Report every line in the items below that contains the word "umbrella", copying each such line in full.
---------- Material provided ----------
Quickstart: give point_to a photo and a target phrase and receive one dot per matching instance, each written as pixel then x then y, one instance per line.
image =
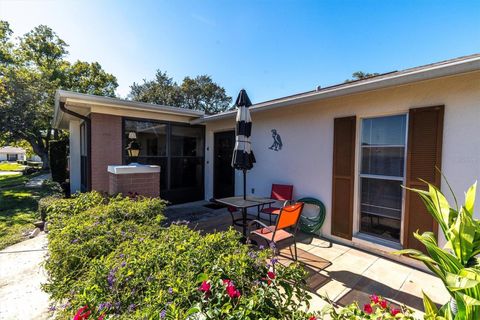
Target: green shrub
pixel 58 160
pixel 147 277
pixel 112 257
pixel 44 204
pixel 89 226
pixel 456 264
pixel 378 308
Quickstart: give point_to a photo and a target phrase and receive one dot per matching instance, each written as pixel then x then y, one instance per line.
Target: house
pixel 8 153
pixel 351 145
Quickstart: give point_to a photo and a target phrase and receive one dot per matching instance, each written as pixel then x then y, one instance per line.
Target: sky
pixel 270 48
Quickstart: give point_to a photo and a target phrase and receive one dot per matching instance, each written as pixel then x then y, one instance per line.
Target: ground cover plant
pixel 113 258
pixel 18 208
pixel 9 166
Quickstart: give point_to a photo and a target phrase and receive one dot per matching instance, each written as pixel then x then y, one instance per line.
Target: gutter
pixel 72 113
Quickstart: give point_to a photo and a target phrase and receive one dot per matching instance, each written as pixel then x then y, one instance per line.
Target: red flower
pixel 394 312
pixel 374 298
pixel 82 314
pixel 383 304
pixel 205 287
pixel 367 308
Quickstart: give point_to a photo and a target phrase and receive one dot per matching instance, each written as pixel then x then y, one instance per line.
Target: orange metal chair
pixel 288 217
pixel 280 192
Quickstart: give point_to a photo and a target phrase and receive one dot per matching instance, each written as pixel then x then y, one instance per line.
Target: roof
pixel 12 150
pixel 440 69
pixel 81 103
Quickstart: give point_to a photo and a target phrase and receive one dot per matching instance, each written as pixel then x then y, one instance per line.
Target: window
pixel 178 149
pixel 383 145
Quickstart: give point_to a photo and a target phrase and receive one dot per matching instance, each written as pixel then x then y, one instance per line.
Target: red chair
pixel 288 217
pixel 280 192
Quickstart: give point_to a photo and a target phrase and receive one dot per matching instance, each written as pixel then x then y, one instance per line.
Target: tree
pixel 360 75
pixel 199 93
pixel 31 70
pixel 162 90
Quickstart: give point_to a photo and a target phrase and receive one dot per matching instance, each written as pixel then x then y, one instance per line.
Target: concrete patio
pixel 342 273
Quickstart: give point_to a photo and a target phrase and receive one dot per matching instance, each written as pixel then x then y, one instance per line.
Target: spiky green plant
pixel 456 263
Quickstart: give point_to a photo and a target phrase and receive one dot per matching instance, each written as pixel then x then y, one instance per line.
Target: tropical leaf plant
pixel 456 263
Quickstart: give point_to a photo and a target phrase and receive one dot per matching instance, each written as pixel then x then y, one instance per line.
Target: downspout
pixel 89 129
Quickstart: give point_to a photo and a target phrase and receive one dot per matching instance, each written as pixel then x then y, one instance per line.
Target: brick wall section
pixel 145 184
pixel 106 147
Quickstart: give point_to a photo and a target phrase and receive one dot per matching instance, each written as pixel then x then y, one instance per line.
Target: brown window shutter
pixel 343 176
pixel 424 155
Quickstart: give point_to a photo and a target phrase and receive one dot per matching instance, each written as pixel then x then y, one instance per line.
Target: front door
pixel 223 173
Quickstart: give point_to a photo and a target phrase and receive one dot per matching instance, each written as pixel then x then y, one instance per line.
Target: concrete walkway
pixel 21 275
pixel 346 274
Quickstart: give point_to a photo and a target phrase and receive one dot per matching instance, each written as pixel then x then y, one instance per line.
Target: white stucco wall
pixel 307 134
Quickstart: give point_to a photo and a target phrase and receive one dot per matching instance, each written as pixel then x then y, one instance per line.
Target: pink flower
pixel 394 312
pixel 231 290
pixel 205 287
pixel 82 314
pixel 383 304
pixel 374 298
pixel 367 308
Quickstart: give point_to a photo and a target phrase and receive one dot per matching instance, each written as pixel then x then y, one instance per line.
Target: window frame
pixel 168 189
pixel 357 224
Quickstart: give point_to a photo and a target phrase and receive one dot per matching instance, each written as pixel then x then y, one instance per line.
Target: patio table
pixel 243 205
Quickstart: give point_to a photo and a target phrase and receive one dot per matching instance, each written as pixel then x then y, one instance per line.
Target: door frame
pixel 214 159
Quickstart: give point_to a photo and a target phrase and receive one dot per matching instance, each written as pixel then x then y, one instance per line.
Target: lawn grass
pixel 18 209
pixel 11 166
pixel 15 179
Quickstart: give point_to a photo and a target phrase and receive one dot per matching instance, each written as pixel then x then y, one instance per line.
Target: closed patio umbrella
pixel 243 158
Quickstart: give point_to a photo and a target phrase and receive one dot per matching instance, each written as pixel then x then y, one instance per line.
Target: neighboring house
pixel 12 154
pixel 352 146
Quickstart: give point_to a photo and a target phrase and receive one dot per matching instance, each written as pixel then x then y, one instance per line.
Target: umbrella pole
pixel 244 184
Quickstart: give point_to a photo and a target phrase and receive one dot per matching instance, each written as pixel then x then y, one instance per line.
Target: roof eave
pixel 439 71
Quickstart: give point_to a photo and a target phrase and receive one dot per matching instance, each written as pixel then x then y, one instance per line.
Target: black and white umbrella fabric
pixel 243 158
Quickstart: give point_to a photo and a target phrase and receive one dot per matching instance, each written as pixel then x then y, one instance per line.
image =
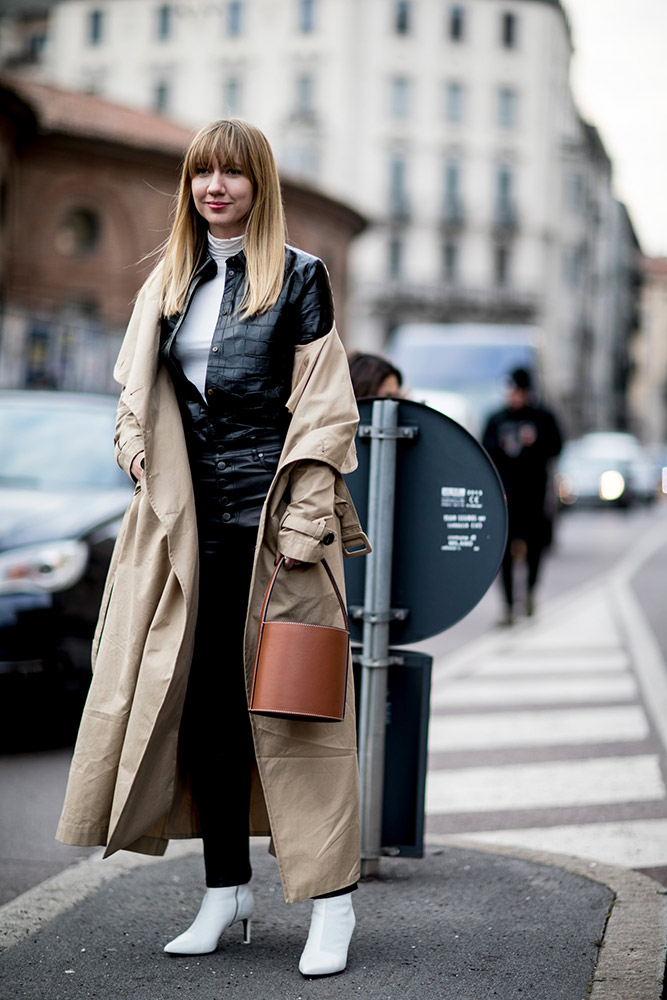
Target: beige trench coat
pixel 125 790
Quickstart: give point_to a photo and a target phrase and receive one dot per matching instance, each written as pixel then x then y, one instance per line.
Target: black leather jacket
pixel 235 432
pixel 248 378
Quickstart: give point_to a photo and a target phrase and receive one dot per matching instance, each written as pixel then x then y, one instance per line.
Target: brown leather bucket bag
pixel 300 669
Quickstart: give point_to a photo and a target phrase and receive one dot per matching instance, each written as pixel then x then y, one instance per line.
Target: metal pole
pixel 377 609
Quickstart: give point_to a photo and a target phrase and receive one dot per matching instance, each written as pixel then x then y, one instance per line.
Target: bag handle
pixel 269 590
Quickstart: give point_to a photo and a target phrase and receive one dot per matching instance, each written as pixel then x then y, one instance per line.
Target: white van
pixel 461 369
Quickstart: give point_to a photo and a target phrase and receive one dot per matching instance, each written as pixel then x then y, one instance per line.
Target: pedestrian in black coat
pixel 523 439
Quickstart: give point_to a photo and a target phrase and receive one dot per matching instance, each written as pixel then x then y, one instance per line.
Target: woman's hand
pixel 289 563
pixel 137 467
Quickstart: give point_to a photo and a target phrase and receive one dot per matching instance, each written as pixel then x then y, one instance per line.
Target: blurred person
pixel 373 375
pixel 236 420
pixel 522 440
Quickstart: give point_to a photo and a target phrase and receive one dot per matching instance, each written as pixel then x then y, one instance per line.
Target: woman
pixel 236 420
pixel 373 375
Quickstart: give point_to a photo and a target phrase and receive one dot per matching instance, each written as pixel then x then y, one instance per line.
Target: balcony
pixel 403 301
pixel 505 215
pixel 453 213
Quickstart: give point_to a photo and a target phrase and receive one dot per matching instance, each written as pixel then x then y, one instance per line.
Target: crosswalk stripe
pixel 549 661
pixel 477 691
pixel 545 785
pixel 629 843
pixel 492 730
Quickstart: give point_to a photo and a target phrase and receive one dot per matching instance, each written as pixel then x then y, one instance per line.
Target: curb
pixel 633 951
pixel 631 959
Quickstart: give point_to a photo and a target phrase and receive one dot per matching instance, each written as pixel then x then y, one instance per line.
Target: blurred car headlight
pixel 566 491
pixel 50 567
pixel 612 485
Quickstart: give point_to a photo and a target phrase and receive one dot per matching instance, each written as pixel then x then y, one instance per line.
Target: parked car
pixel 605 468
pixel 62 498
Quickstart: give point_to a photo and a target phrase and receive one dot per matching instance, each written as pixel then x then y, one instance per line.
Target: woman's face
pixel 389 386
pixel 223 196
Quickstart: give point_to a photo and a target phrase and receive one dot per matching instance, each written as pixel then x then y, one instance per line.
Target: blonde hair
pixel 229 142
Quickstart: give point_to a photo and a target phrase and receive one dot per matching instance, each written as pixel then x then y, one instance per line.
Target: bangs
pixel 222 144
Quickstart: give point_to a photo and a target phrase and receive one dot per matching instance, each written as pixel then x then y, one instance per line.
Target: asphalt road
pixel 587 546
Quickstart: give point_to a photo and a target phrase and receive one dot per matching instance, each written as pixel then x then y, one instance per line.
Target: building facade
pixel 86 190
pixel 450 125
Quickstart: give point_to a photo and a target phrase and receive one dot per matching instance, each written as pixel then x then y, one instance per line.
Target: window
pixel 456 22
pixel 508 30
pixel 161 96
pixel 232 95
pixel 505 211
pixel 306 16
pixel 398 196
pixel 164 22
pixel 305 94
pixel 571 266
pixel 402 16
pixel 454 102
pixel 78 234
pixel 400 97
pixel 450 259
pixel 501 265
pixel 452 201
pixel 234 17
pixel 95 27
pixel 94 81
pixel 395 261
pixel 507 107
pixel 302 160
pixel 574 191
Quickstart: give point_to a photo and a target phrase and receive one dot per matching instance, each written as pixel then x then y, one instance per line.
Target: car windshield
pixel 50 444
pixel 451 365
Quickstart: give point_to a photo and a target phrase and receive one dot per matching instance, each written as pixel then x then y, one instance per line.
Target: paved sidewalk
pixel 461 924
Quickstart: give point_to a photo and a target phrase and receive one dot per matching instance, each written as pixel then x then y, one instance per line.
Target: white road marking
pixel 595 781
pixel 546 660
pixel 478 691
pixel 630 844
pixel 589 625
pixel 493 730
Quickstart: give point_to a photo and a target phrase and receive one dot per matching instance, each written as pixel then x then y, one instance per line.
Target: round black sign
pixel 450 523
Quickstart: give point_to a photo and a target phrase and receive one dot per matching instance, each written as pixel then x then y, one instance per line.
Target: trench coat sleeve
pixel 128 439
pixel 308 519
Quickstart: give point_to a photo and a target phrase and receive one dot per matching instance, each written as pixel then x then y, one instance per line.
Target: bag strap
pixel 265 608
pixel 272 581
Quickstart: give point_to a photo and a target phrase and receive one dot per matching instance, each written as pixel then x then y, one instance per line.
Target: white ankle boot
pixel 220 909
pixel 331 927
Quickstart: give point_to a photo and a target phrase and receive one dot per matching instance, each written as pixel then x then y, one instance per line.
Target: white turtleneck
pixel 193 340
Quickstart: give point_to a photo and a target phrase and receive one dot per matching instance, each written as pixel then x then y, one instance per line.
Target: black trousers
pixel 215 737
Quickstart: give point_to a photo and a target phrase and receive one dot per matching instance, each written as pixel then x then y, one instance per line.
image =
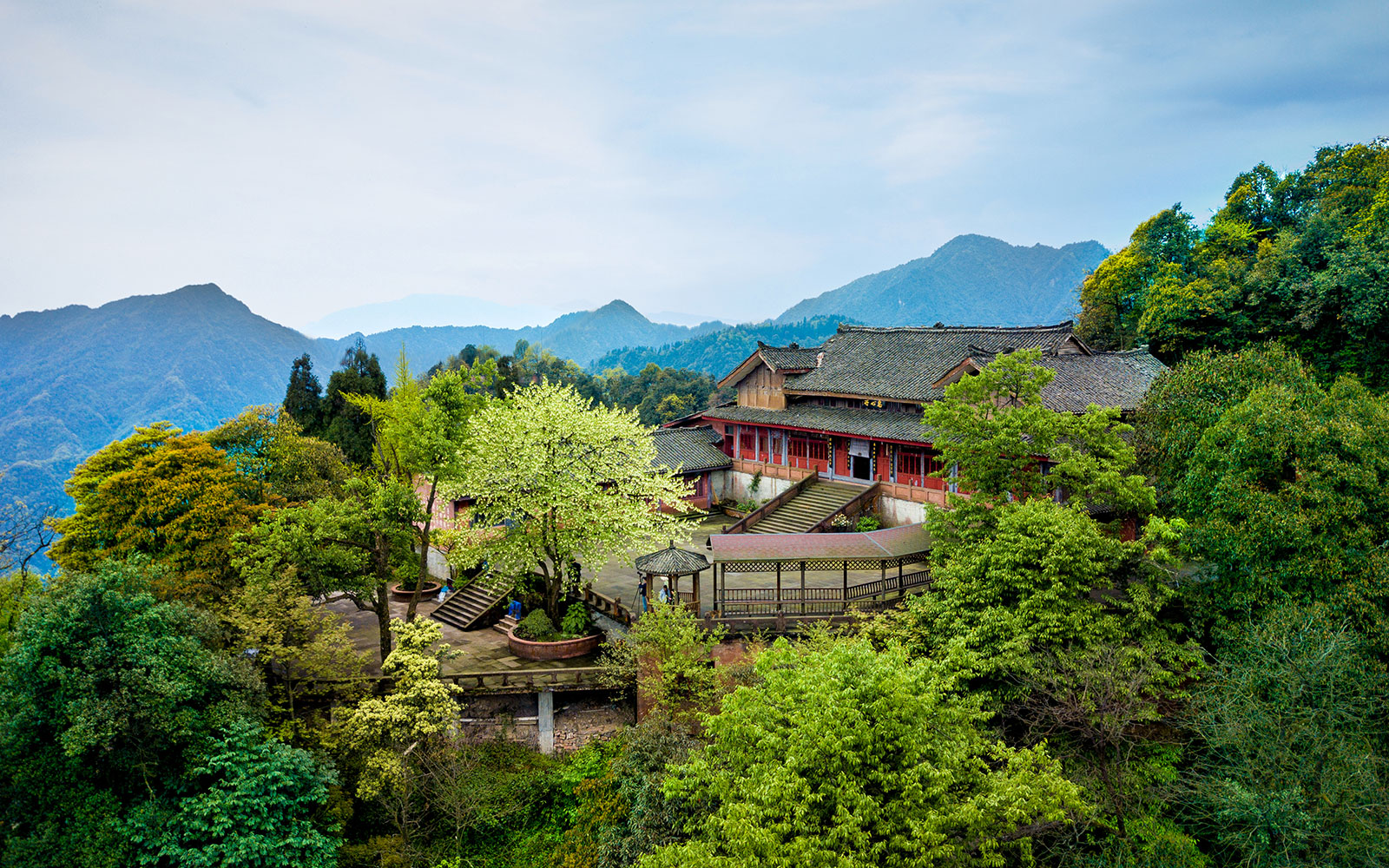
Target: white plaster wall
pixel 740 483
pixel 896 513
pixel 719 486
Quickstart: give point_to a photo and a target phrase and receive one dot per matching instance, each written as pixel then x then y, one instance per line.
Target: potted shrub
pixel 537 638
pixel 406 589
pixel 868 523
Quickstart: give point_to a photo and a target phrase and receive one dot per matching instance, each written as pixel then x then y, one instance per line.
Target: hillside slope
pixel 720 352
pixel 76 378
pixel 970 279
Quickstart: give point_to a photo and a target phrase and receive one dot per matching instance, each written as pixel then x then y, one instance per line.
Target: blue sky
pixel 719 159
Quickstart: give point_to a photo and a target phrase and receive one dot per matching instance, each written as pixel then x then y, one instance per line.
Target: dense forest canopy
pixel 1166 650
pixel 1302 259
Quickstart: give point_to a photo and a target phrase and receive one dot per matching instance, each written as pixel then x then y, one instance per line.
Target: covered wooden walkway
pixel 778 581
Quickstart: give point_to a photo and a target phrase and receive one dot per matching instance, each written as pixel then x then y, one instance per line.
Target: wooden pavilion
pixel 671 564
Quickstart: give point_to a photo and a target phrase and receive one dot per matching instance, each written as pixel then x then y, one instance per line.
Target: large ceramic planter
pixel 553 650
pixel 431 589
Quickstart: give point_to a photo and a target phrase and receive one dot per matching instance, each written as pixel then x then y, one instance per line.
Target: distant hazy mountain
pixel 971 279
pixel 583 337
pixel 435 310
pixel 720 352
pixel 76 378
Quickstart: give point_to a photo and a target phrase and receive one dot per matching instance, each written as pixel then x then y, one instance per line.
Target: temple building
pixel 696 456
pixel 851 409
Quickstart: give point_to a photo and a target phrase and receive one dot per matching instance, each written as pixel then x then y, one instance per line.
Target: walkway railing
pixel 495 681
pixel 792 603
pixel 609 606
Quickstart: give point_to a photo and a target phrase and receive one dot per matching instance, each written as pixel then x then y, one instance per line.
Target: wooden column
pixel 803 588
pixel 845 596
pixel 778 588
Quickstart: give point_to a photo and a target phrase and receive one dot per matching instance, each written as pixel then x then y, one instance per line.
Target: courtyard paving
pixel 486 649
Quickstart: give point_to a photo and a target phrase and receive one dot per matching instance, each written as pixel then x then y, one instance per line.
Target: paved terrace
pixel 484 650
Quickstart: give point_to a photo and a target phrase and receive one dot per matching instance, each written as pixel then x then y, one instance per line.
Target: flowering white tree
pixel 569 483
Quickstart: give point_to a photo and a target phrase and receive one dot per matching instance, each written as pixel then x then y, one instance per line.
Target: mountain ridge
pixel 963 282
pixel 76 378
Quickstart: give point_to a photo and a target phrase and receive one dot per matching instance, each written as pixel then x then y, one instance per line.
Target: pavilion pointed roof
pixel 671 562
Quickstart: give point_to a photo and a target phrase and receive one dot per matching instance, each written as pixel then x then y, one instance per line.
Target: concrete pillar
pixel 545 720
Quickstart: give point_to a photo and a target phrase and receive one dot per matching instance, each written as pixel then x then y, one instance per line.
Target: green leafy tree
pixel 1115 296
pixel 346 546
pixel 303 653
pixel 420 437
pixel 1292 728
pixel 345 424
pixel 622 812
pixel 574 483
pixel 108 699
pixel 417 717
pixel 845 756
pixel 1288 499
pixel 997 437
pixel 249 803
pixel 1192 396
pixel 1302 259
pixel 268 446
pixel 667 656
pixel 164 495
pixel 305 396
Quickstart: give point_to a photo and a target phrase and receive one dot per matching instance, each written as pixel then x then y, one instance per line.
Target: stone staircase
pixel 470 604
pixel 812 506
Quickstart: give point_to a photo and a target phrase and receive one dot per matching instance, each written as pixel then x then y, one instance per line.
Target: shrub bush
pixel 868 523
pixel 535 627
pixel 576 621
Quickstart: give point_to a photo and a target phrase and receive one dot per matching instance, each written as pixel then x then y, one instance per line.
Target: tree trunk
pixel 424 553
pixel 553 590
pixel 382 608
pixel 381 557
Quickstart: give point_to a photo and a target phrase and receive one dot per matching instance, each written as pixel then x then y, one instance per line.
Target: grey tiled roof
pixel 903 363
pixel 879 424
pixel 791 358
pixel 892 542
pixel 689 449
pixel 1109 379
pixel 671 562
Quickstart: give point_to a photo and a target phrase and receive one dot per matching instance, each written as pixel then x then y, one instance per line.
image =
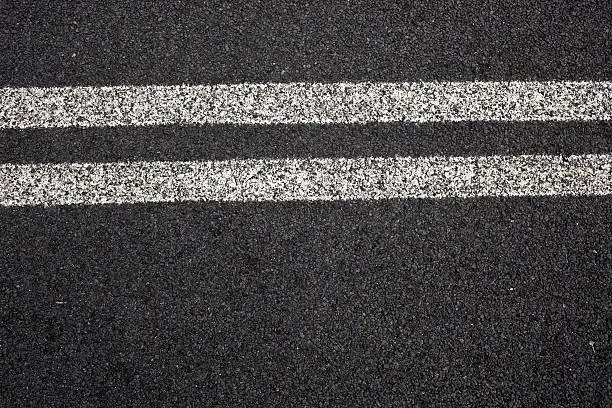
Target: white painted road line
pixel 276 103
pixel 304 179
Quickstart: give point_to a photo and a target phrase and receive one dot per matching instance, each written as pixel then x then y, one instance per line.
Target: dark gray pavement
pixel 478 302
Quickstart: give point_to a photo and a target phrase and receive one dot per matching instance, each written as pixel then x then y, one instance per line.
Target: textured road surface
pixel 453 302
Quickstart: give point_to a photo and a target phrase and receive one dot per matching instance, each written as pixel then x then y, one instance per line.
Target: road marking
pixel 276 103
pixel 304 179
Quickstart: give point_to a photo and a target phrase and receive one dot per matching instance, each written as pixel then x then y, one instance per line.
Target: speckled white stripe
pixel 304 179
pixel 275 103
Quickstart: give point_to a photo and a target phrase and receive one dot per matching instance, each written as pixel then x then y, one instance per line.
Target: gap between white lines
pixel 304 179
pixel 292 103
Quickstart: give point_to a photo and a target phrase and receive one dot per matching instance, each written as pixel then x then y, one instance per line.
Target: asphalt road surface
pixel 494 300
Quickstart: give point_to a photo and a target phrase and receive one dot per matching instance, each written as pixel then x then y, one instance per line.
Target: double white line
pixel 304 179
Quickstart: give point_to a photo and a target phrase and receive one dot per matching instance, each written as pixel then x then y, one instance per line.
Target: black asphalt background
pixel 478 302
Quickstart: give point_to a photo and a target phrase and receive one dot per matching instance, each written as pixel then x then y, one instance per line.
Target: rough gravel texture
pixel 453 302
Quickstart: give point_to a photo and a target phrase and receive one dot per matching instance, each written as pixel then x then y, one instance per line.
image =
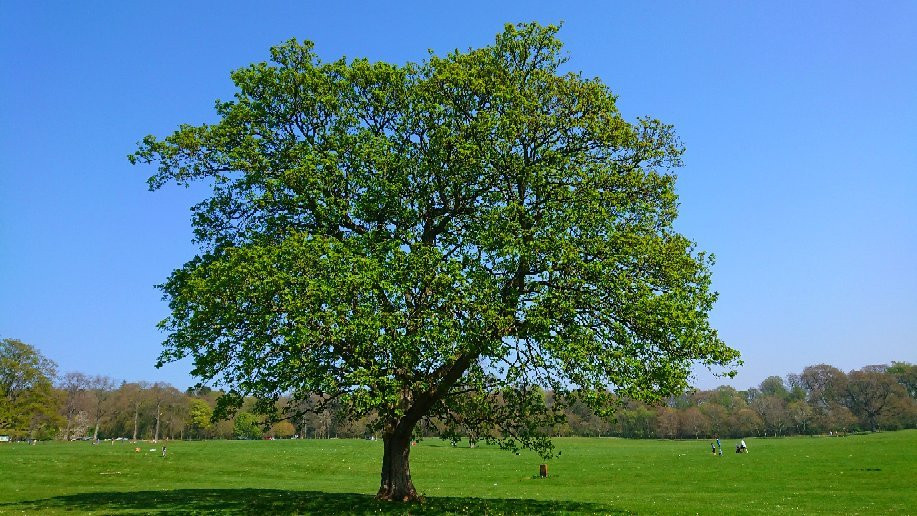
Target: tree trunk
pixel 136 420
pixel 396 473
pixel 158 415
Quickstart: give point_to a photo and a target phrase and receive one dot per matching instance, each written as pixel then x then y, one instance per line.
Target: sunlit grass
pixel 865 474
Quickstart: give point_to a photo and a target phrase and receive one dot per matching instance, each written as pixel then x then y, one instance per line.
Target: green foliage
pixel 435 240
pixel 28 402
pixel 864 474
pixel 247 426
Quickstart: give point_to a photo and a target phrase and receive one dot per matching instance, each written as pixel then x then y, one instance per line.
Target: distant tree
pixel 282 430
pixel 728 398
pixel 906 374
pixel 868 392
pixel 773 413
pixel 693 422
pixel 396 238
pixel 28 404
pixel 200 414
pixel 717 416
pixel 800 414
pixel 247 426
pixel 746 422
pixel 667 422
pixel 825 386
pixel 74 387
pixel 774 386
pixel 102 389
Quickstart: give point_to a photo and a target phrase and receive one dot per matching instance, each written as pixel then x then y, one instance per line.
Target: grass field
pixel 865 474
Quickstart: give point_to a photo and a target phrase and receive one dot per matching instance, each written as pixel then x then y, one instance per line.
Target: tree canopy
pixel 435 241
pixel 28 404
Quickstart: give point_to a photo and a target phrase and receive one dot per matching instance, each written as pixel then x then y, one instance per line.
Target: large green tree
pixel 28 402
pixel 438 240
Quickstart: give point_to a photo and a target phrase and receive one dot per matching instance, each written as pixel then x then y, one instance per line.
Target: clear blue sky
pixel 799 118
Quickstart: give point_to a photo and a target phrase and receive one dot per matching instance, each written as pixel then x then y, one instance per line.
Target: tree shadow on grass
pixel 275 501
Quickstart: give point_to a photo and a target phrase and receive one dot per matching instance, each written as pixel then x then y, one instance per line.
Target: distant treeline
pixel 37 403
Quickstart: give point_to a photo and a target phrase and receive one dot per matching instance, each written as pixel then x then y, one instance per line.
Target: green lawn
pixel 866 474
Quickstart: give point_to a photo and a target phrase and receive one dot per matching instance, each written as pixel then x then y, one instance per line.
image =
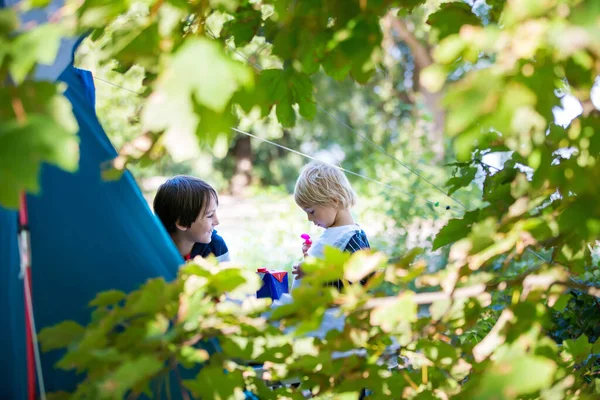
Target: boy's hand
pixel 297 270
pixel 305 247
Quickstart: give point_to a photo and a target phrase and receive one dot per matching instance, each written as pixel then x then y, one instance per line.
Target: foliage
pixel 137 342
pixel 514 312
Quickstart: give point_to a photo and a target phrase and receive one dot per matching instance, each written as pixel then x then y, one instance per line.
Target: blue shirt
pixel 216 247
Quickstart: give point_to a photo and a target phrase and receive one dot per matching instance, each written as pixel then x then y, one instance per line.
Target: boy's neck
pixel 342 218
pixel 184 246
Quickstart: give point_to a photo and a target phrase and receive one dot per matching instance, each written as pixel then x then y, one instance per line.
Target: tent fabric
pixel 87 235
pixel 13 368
----------
Output below —
Target: closed patio umbrella
Target: umbrella pole
Target: black and white umbrella fabric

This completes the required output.